■ SHORT PROBLEM ■
Reproduce the stretch of the records from their start through the line containing "column 90, row 132", substituting "Label" for every occurrence of "Target" and leaving all else unchanged. Provide only those lines.

■ PROVIDED DATA ■
-- START --
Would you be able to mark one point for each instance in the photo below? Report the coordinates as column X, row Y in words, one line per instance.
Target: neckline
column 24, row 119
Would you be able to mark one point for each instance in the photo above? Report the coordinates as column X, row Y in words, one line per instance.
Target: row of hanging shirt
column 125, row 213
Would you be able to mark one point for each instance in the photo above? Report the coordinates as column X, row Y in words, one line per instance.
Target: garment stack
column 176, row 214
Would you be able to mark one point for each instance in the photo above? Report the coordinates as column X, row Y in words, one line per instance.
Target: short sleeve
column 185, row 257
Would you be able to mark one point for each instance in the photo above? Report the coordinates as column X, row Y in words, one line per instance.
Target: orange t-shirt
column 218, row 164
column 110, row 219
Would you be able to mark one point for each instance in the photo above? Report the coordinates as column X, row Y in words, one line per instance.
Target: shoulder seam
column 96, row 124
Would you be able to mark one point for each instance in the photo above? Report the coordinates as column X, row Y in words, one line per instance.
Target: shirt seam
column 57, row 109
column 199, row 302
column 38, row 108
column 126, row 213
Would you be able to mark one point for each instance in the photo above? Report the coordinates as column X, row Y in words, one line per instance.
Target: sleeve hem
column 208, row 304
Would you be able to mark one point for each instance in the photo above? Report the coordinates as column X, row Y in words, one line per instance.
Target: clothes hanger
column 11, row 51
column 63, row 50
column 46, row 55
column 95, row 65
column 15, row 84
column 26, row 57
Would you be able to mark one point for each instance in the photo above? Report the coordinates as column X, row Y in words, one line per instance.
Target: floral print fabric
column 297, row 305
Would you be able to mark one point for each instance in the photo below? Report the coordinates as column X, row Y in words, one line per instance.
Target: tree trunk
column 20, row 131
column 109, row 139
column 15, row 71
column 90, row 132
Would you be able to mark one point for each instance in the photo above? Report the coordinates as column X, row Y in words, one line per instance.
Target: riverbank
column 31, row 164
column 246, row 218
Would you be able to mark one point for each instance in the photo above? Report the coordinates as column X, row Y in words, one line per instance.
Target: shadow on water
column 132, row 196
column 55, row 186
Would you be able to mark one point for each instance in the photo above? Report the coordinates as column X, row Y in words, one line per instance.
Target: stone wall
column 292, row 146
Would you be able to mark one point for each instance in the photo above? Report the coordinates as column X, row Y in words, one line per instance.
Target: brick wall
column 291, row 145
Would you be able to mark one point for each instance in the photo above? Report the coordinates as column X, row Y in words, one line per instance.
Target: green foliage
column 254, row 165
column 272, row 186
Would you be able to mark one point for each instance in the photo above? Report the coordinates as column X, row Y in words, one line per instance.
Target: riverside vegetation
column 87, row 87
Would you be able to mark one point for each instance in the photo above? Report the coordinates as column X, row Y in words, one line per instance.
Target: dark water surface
-- END --
■ WORKED ANSWER ■
Would you be able to mark one point for each instance in the photo below? Report the coordinates as column X, row Y in words, one line per instance.
Label: neckline
column 24, row 119
Would you be able to mark one point for each instance in the photo above? Report the coordinates as column X, row Y in words, one line per instance.
Label: row of hanging shirt
column 125, row 213
Would you be able to mark one point for each instance in the photo above? Report the coordinates as column X, row Y in words, one line per instance.
Label: garment stack
column 176, row 214
Would you be able to mark one point for each instance in the photo above? Report the coordinates as column X, row Y in words, one line per instance.
Label: short sleeve
column 185, row 257
Would you be able to mark one point for each instance in the photo above? Report the coordinates as column X, row Y in words, one line per instance.
Label: orange t-shirt
column 218, row 164
column 110, row 219
Would you be able to mark one point for each instance in the photo above? Report the coordinates as column X, row Y in words, one line per instance.
Label: shoulder seam
column 96, row 124
Would you be able to mark one point for each instance in the photo above? Report the coordinates as column X, row Y in words, one line per instance.
Label: shirt seam
column 57, row 109
column 199, row 302
column 38, row 108
column 126, row 213
Would you be able to mark one point for each instance in the photo above? Report the coordinates as column X, row Y in words, one line per instance.
Label: sleeve hem
column 208, row 304
Would you be able to mark one point for each instance in the photo above? Report the coordinates as column X, row Y in words, one line per instance.
Label: clothes hanger
column 11, row 51
column 63, row 50
column 46, row 55
column 95, row 65
column 15, row 84
column 26, row 57
Would you be able to mark one point for each instance in the photo above? Report the coordinates as column X, row Y in words, one line per instance.
Label: floral print fabric
column 297, row 305
Would you be able to mark one point for each instance in the photo below? Report the coordinates as column X, row Y in words, one line per instance.
Label: tree trunk
column 20, row 131
column 109, row 139
column 15, row 71
column 90, row 132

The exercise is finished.